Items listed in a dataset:
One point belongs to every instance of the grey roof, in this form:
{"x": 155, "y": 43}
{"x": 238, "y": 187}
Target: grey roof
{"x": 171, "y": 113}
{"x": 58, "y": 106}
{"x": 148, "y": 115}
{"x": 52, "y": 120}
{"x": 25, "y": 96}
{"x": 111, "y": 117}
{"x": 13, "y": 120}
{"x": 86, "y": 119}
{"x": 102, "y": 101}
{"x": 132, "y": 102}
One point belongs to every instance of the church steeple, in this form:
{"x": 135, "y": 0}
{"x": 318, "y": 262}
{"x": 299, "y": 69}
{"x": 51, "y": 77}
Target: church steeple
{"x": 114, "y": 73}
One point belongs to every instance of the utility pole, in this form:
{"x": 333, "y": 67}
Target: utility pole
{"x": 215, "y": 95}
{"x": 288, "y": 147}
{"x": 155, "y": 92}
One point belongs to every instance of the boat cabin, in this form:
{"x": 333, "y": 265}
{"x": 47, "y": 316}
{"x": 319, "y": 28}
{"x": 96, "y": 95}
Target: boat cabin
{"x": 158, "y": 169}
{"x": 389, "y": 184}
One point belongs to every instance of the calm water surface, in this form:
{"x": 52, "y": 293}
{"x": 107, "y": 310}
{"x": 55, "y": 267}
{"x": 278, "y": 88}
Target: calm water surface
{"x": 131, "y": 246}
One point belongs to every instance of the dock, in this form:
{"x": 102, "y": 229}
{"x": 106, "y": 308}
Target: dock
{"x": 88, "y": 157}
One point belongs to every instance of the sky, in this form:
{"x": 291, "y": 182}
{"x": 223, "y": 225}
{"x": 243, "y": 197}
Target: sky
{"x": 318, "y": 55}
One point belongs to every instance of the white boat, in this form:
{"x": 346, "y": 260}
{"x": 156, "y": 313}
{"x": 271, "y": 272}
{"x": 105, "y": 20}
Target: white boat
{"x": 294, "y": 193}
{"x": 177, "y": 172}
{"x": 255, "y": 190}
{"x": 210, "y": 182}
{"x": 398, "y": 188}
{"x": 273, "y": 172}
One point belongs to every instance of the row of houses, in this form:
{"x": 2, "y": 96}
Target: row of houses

= Problem description =
Output nothing but the line containing "Target: utility pole" and each line after it in the entries above, exactly as written.

= Task solution =
Target: utility pole
{"x": 215, "y": 95}
{"x": 288, "y": 147}
{"x": 155, "y": 92}
One point belongs to every instance of the boat cabin, in this form:
{"x": 333, "y": 265}
{"x": 47, "y": 316}
{"x": 319, "y": 28}
{"x": 96, "y": 95}
Target: boat cabin
{"x": 158, "y": 169}
{"x": 389, "y": 184}
One point belongs to every instance of the calm water surface, in this form:
{"x": 52, "y": 293}
{"x": 107, "y": 310}
{"x": 55, "y": 267}
{"x": 278, "y": 88}
Target: calm water surface
{"x": 131, "y": 246}
One point belongs to every instance of the dock, in this form:
{"x": 102, "y": 229}
{"x": 106, "y": 308}
Target: dock
{"x": 88, "y": 157}
One point belongs to every instance of the sky, in this form:
{"x": 291, "y": 182}
{"x": 223, "y": 225}
{"x": 243, "y": 197}
Target: sky
{"x": 318, "y": 55}
One point belongs to every instance of the white boat, in this form:
{"x": 346, "y": 260}
{"x": 156, "y": 313}
{"x": 271, "y": 272}
{"x": 105, "y": 20}
Target: white boat
{"x": 294, "y": 193}
{"x": 177, "y": 172}
{"x": 255, "y": 190}
{"x": 210, "y": 182}
{"x": 398, "y": 188}
{"x": 273, "y": 172}
One point belongs to every instance of the row of houses, in this form:
{"x": 2, "y": 96}
Target: row of houses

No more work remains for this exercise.